What this task involves:
Please locate every line in the entries below that contains the word "bowl" and copy each of those lines out in full.

Data for this exercise:

━━━━━━━━━━━━━━━━

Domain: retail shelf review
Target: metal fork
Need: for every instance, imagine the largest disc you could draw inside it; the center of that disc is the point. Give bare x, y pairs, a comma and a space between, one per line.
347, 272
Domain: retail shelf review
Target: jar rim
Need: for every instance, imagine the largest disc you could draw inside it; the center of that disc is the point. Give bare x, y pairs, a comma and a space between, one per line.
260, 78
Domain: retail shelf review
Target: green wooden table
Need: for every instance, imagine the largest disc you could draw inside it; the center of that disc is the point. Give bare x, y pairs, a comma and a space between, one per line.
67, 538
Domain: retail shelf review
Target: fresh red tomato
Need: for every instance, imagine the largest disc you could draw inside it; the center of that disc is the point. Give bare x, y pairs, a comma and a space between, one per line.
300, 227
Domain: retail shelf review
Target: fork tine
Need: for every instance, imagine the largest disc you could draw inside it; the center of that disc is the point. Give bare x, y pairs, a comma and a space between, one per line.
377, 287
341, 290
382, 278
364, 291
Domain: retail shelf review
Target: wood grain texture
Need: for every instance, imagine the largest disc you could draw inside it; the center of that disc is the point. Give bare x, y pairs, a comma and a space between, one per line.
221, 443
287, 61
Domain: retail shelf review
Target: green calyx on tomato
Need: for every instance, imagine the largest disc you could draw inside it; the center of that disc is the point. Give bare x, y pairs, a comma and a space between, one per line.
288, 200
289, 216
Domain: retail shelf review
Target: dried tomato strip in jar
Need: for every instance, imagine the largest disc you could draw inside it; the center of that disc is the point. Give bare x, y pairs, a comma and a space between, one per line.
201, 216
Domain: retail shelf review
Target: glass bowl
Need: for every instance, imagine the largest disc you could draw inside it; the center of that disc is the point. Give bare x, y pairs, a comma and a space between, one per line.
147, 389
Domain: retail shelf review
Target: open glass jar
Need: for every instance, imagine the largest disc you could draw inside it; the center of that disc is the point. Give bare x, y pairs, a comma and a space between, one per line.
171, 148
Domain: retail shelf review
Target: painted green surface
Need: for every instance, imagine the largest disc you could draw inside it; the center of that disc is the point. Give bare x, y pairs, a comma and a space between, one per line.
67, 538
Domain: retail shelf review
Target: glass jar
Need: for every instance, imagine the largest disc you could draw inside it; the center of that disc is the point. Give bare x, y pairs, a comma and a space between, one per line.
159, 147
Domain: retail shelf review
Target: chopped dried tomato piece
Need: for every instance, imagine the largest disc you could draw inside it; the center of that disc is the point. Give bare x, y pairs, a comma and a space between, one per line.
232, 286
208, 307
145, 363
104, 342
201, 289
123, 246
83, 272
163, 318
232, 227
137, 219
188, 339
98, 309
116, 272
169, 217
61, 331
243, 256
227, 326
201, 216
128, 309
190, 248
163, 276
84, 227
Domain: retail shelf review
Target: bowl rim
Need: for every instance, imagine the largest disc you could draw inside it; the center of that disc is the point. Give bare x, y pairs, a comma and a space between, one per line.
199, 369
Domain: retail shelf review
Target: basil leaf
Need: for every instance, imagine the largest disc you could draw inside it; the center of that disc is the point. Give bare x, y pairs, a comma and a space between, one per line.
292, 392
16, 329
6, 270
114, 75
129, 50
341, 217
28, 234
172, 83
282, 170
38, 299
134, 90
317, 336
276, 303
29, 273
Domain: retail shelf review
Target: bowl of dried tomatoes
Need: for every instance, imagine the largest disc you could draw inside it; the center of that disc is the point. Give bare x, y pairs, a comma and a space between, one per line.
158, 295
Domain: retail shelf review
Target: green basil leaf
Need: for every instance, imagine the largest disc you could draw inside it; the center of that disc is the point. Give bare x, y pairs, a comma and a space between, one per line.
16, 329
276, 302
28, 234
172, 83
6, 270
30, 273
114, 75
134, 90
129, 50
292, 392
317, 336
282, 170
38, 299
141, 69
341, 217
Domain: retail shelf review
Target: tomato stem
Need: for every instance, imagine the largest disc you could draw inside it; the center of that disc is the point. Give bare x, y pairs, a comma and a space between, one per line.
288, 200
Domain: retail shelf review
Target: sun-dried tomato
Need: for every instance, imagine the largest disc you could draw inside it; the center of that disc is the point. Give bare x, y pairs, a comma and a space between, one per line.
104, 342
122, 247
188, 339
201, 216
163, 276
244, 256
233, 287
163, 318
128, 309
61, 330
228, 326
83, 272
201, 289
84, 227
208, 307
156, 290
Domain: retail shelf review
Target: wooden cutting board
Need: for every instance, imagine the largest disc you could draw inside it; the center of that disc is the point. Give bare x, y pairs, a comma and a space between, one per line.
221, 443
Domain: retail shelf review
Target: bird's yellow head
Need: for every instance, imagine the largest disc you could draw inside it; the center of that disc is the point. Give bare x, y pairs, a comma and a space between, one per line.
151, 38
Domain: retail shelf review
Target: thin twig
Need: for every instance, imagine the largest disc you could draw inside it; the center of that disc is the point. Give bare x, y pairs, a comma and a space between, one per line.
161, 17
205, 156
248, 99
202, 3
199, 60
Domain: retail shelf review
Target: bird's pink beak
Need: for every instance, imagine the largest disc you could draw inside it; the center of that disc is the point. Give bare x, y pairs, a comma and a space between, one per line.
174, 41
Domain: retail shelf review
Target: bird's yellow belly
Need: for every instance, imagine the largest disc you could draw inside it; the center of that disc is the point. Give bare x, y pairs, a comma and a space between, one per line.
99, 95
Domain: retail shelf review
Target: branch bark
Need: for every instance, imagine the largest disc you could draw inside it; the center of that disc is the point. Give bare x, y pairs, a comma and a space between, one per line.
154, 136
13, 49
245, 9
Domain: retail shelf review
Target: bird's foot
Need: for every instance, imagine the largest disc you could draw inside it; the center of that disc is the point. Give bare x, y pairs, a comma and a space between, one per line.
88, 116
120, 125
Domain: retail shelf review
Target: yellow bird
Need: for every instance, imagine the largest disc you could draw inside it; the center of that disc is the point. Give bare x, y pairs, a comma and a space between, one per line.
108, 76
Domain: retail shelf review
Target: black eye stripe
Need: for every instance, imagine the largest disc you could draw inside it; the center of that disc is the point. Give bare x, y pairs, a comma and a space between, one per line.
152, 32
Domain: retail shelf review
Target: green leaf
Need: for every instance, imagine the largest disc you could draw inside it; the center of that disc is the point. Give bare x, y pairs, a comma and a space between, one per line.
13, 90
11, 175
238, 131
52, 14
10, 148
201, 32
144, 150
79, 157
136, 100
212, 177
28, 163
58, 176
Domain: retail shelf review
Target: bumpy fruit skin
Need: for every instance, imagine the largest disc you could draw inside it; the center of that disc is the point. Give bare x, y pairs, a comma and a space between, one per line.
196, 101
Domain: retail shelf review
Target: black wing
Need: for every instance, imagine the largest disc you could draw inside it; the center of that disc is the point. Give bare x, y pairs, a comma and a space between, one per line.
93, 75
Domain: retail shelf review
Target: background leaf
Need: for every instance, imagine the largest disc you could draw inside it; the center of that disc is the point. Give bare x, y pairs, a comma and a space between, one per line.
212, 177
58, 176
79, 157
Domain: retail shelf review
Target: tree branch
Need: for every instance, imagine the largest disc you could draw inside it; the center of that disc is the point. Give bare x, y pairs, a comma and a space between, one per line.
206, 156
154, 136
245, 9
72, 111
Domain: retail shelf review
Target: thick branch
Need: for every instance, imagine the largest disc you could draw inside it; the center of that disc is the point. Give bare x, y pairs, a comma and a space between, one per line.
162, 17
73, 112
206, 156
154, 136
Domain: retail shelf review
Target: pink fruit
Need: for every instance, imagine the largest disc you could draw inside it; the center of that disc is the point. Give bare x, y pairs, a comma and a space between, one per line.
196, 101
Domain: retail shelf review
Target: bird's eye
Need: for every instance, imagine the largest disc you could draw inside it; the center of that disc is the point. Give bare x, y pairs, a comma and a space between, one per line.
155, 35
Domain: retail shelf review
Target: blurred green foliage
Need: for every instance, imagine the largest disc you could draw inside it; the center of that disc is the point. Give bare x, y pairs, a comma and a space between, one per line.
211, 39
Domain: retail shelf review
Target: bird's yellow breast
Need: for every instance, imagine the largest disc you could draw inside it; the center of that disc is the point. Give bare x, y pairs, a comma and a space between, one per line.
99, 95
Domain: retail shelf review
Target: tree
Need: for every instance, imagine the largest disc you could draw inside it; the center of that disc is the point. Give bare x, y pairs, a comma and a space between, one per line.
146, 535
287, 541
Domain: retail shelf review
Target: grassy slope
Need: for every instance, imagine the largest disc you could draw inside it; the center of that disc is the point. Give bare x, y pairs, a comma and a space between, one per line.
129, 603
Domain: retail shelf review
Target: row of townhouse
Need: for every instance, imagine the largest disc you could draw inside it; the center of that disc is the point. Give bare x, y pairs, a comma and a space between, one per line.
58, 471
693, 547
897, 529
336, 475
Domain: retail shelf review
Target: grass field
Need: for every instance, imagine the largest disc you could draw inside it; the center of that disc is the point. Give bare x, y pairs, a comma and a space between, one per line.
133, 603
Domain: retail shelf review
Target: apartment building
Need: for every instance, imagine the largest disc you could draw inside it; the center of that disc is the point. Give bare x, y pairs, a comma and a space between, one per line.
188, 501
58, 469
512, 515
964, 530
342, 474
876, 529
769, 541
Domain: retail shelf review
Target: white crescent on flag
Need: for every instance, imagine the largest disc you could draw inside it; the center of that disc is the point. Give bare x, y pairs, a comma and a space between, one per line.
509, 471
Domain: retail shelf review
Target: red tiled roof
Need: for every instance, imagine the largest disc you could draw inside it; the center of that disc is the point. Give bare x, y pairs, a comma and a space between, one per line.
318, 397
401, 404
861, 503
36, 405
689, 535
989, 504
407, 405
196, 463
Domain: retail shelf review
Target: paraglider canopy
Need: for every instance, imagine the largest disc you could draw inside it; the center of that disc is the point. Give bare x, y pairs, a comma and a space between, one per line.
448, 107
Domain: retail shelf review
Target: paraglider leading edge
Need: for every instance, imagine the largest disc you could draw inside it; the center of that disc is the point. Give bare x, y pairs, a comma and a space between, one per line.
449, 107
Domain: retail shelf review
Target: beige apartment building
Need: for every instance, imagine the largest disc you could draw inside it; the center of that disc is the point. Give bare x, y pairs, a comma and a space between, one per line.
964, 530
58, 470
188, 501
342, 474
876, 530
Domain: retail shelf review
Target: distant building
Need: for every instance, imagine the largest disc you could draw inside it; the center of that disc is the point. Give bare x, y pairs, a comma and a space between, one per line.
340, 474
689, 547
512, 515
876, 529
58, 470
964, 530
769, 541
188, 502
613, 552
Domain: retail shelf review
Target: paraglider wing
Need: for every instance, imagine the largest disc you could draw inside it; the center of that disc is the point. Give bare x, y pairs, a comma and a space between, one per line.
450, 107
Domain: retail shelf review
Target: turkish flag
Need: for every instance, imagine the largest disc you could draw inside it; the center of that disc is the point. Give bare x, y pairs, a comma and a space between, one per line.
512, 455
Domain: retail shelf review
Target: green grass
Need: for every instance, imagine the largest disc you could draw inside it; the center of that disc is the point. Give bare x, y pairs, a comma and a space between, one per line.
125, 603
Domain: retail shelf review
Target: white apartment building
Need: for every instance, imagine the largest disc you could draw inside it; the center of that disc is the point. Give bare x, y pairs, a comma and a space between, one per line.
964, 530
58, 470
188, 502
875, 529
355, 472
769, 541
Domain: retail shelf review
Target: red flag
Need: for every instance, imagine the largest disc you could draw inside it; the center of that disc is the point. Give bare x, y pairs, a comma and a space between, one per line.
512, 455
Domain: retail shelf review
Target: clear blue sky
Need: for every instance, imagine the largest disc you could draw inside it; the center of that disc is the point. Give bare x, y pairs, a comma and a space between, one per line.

━━━━━━━━━━━━━━━━

Task output:
Target: glass bowl
Target: bowl rim
Target: bowl of dried tomatoes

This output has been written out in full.